─── Supplied material

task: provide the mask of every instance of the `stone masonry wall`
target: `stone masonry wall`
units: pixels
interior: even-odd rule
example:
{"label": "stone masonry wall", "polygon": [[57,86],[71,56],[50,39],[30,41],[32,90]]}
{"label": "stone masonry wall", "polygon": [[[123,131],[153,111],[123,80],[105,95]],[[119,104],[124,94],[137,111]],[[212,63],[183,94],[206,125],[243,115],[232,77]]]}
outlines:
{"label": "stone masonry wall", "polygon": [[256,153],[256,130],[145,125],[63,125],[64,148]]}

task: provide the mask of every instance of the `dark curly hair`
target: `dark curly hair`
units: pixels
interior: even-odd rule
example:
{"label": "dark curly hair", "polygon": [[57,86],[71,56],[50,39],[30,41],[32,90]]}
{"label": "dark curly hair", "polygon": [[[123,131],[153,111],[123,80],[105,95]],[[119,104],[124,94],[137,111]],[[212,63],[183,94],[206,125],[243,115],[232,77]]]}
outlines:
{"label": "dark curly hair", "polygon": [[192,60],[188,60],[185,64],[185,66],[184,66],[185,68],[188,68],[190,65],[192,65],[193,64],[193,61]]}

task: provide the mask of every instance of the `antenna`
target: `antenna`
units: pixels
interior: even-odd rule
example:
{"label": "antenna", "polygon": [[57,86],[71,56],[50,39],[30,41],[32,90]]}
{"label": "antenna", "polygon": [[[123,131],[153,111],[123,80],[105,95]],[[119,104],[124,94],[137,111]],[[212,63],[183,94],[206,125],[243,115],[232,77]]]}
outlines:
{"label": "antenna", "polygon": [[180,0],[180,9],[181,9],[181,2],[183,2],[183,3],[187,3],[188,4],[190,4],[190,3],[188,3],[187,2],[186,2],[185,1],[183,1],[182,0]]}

──────

Aim
All entries must be repeated verbatim.

Task solution
task: provide the mask of every instance of the `stone masonry wall`
target: `stone masonry wall`
units: pixels
interior: even-odd rule
example:
{"label": "stone masonry wall", "polygon": [[57,86],[71,56],[50,39],[30,41],[32,90]]}
{"label": "stone masonry wall", "polygon": [[[123,131],[153,111],[123,80],[105,95]],[[119,104],[124,94],[137,111]],[[212,63],[183,94],[206,125],[243,115],[232,77]]]}
outlines:
{"label": "stone masonry wall", "polygon": [[256,153],[256,130],[145,125],[63,125],[64,148]]}

task: provide the mask of every instance of the `dark curly hair`
target: `dark curly hair`
units: pixels
interior: even-odd rule
example:
{"label": "dark curly hair", "polygon": [[57,86],[71,56],[50,39],[30,41],[32,90]]}
{"label": "dark curly hair", "polygon": [[[123,131],[153,111],[123,80],[105,95]],[[119,104],[124,94],[137,111]],[[212,63],[183,94],[206,125],[243,115],[232,77]]]}
outlines:
{"label": "dark curly hair", "polygon": [[192,60],[188,60],[185,64],[185,66],[184,66],[185,68],[188,68],[190,65],[192,65],[193,64],[193,61]]}

task: provide the mask of every instance of the `antenna`
target: `antenna`
units: pixels
interior: even-odd rule
example:
{"label": "antenna", "polygon": [[57,86],[71,56],[50,39],[30,41],[32,90]]}
{"label": "antenna", "polygon": [[[123,131],[153,111],[123,80],[105,95]],[[119,104],[124,94],[137,111]],[[212,63],[183,94],[206,125],[243,115],[232,77]]]}
outlines:
{"label": "antenna", "polygon": [[180,0],[180,9],[181,9],[181,2],[183,2],[183,3],[187,3],[188,4],[190,4],[190,3],[188,3],[187,2],[186,2],[185,1],[183,1],[182,0]]}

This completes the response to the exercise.